Try it >> Every record below is to be reproduced exactly.

(Stored data)
*-*-*
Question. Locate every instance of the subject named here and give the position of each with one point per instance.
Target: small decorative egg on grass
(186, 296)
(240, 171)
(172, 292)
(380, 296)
*-*-*
Answer to the problem >>
Question. Locate every instance of the subject named here and give the position of each with one point per instance.
Target: small decorative egg on grass
(186, 296)
(240, 171)
(172, 292)
(380, 296)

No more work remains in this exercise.